• _Set tasks_
1. From the devm_of_iomap message, copy down the passage starting at "This is just" and ending at "the resource busy.".
2. According to the devm_of_iomap message, what does the writer's driver offload to the coprocessor?
3. Summarize the devm_of_iomap message in two sentences.

• _Text excerpt_
** BEGIN **

This is just a wrapper on devm_ioremap_resource :-) Basically it's a
"fixed" version of of_iomap, that has the devm* management and will
mark the resource busy.

My thinking was to then replace most of_iomap users with this.

As for the specific case of the driver I'm cooking, it's a case where
the SoC contains a little coprocessor (a ColdFire even !) alongside the
main ARM core. I have a driver that offloads the bitbanging of some
GPIOs to it (to implement the FSI bus). I use devm_of_iomap() to map
the registers of the interrupt controller of the coprocessor, it's not
really part of the interrupt tree, it doesn't distribute interrupts to
the ARM or to Linux, it's just a device-node pointed to by a handle.

BTW. Another thing that I find a bit annoying is "allocated" reserved-
memory, there's no API to get to it other than via the DMA APIs or a
CMA, which is overkill in a few circumstances (such as the one here
where I just want to dedicate a bit of memory to the coprocessor).
Right now I'm using a fixed reservation (with a reg property) and go to
it "manually" but that somewhat sucks.

Cheers,
Ben.

> 
> > 
> >  drivers/of/address.c       | 35 +++++++++++++++++++++++++++++++++++
> >  include/linux/of_address.h |  5 +++++
> >  2 files changed, 40 insertions(+)
> > 
> > diff --git a/drivers/of/address.c b/drivers/of/address.c
> > index cf83c05f5650..b7d49ee7b690 100644
> > --- a/drivers/of/address.c
> > +++ b/drivers/of/address.c
> > @@ -807,6 +807,41 @@ void __iomem *of_io_request_and_map(struct device_node *np, int index,
> >  }
> >  EXPORT_SYMBOL(of_io_request_and_map);
> > 
> > +/*
> > + * devm_of_iomap - Requests a resource and maps the memory mapped IO
> > + *                for a given device_node managed by a given device
> > + *
> > + * Checks that a resource is a valid memory region, requests the memory
> > + * region and ioremaps it. All operations are managed and will be undone
> > + * on driver detach of the device.

** END **

• _Dataset_
** BEGIN **

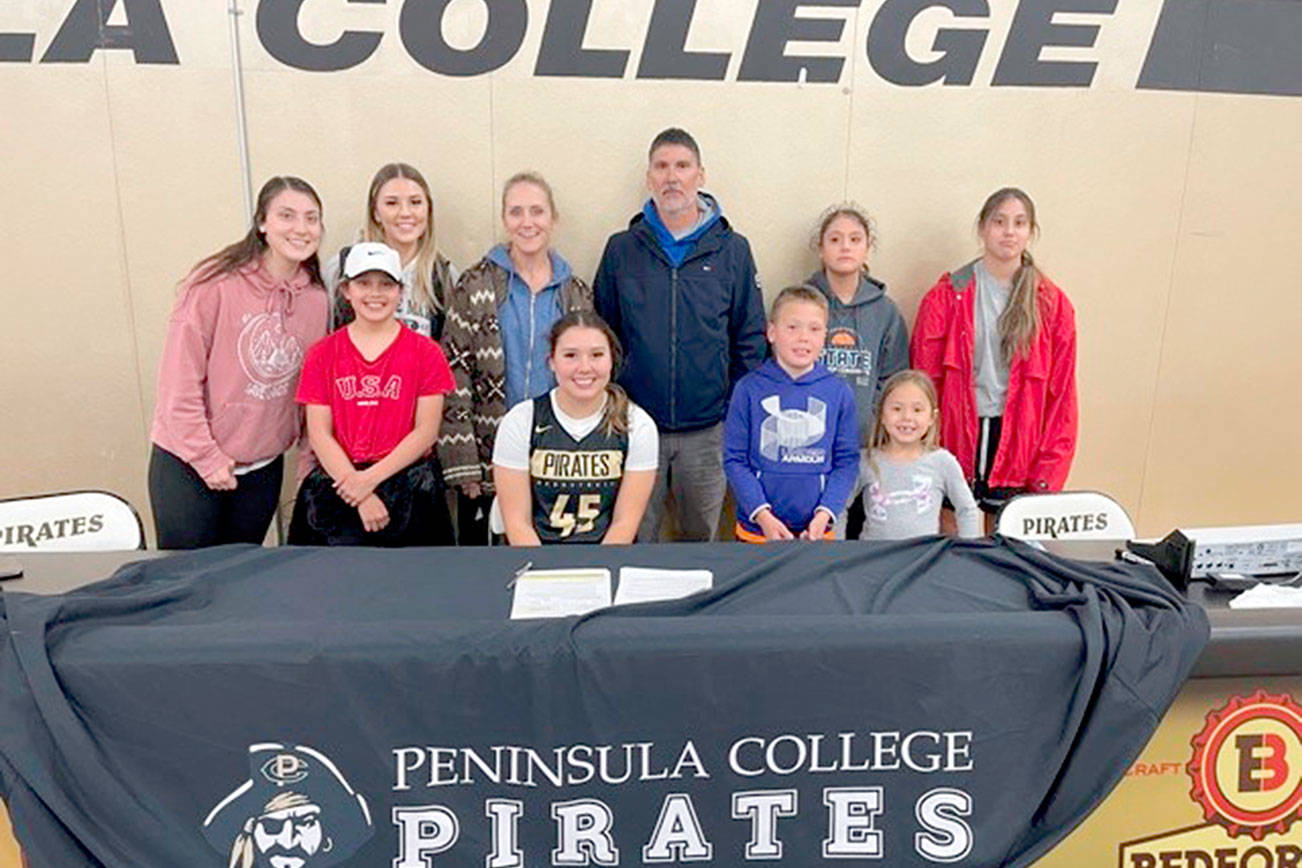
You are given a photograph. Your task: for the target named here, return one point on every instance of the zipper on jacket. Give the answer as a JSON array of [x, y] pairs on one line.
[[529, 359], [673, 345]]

** END **
** BEGIN **

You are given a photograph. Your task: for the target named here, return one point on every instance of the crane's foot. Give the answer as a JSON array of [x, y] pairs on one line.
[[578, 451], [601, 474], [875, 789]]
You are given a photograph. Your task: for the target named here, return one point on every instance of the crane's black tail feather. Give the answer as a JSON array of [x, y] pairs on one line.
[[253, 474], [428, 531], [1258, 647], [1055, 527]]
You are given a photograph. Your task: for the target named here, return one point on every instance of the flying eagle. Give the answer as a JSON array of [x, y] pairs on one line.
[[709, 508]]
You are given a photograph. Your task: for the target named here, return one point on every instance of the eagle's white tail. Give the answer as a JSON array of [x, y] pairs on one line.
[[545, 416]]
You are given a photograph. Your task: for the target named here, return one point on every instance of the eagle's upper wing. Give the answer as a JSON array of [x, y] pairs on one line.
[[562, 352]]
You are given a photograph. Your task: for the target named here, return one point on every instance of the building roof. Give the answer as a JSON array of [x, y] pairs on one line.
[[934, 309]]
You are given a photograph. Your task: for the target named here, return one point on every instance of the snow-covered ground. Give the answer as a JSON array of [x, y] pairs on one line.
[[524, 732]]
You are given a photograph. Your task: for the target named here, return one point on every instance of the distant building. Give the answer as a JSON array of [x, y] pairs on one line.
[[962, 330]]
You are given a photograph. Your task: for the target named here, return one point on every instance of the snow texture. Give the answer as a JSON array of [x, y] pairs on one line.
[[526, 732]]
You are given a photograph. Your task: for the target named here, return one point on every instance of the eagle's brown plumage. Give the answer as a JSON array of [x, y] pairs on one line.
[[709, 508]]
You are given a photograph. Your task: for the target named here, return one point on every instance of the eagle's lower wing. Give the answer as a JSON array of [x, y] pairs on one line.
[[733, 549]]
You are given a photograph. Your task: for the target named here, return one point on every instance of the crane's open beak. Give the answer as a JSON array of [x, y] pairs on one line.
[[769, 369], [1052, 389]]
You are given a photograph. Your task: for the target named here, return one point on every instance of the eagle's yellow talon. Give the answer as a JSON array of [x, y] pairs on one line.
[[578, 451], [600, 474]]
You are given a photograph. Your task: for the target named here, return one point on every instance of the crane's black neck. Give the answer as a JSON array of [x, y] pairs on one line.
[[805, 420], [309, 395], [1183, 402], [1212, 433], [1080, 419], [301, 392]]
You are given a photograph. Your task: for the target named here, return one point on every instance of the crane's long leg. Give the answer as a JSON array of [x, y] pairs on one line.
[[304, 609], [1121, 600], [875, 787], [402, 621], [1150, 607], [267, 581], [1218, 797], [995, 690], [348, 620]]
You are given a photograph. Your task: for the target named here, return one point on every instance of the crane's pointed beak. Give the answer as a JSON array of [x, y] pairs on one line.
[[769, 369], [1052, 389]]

** END **

• _Solved problems_
1.
This is just a wrapper on devm_ioremap_resource :-) Basically it's a
"fixed" version of of_iomap, that has the devm* management and will
mark the resource busy.

2. The bitbanging of some GPIOs, to implement the FSI bus.

3. The devm_of_iomap function is described as a wrapper on devm_ioremap_resource, a "fixed" version of of_iomap that has devm management and marks the resource busy, and the writer plans to replace most of_iomap users with it. The writer's driver uses it to map the interrupt controller registers of a ColdFire coprocessor on the SoC, and the writer also finds it annoying that allocated reserved memory can be reached only through the DMA APIs or a CMA.